L’iconografia ha abituato a vivere i cavalli come una sorta di “prolungamento dell’eroe”: hanno nobiltà, bellezza, potenza e vederli morire – vederli immolati nella guerra - è come veder morire simbolicamente una parte di tutto questo. Quando, per esempio, Alessandro Colonna si vede costretto a uccidere il suo stallone ungherese improvvisamente non è più il nobile Principe, è un disgraziato solo allo stremo delle forze, come se con il cavallo avesse ucciso simbolicamente una parte della sua nobiltà e umanità. Come una perdita di innocenza.
Dal punto di vista della costruzione, Alessandro Colonna è forse il personaggio più completo di questo secondo capitolo: c’è tutta la sua evoluzione, la sua angoscia contemporanea, il suo spogliarsi di tutto per rimanere con l’essenziale. E’ anche in un certo senso il personaggio più politico, nel senso che agisce con un’ottica da governante e non da dominatore: Alessandro ha consapevolezza, ragiona di valori e non solo di potere, contestualizza le sue azioni in un quadro collettivo e non solo in riferimento al suo tornaconto individuale. E’ anche qualcuno cerca il ragionevole compromesso tra etica e pragmatica, cosa niente affatto scontata: il romanzo fa risaltare gli improbabili equilibrismi dogmatici di uno stato pontificio capace di usare al meglio la formidabile macchina da guerra della comunicazione e dell’informazione.
Sulla tecnica della spada si è già potuto leggere l’ottimo pezzo di Stefano Di Marino (vedi rubriche/3122), che con grande passione e conoscenza ha offerto una chiave di lettura affascinante.

• _Estratti del dataset_:
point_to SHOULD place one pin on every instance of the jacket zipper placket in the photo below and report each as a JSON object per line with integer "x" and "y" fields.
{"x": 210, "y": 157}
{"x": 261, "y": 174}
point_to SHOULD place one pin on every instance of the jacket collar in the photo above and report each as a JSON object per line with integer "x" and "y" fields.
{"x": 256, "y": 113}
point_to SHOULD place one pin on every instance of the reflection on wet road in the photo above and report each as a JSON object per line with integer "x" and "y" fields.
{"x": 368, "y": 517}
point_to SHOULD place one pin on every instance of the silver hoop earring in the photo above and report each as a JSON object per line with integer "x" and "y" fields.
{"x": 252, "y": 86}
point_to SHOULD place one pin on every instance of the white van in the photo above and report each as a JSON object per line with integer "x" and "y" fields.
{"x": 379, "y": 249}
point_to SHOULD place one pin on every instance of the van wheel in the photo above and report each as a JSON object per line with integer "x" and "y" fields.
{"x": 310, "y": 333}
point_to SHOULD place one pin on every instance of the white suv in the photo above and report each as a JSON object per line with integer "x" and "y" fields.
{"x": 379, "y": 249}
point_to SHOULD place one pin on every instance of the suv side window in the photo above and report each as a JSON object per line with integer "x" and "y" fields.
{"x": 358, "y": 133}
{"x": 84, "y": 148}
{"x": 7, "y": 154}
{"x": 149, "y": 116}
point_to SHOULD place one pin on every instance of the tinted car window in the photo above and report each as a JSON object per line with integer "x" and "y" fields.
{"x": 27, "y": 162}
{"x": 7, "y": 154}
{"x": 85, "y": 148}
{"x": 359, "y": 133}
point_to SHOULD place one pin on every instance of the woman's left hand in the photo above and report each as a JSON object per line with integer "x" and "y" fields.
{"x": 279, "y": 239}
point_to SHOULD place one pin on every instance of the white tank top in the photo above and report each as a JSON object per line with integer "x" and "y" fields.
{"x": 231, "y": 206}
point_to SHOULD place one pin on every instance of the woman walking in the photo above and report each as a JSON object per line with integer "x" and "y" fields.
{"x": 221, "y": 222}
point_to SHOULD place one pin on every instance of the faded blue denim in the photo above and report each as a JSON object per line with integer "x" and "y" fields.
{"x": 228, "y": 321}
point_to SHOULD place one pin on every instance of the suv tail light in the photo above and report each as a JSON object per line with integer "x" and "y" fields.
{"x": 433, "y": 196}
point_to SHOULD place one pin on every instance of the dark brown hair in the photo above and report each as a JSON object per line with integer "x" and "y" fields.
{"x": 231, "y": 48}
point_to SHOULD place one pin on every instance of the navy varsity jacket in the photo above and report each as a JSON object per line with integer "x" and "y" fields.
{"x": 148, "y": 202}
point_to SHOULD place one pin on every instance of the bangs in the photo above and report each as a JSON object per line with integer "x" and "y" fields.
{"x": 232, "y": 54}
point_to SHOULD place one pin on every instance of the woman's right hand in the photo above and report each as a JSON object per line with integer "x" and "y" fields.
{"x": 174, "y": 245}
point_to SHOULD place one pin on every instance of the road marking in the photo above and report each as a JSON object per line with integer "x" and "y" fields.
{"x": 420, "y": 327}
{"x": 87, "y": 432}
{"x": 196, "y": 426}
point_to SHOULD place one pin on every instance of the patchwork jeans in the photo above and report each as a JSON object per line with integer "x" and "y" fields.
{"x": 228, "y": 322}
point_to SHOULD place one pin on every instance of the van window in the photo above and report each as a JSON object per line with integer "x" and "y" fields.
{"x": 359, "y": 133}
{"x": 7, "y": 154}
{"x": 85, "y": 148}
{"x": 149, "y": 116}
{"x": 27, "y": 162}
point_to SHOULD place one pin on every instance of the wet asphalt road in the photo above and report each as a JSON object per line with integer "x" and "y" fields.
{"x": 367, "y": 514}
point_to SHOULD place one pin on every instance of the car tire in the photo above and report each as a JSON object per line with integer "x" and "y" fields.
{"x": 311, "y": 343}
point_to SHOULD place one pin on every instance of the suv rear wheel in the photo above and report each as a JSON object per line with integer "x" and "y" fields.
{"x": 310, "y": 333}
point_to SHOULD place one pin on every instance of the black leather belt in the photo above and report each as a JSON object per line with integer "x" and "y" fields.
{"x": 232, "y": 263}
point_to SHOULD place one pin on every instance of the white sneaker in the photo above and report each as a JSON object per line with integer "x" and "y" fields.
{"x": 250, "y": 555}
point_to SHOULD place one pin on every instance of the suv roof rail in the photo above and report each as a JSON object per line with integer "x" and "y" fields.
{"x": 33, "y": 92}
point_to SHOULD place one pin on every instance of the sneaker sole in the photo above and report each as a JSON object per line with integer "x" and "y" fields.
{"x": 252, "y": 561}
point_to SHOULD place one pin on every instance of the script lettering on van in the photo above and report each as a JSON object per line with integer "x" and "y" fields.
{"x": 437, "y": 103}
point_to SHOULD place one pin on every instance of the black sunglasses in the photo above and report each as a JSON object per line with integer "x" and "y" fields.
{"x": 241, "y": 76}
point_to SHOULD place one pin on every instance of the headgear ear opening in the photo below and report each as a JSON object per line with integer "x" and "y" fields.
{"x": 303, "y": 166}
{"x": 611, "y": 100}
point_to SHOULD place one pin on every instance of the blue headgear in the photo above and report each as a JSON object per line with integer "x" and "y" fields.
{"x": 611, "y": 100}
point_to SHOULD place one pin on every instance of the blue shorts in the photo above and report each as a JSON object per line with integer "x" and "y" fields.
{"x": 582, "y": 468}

• _Consegna_: Per favore, indica quale animale Alessandro Colonna si vede costretto a uccidere secondo il brano fornito.

• _Risposta completa_: Il suo stallone ungherese.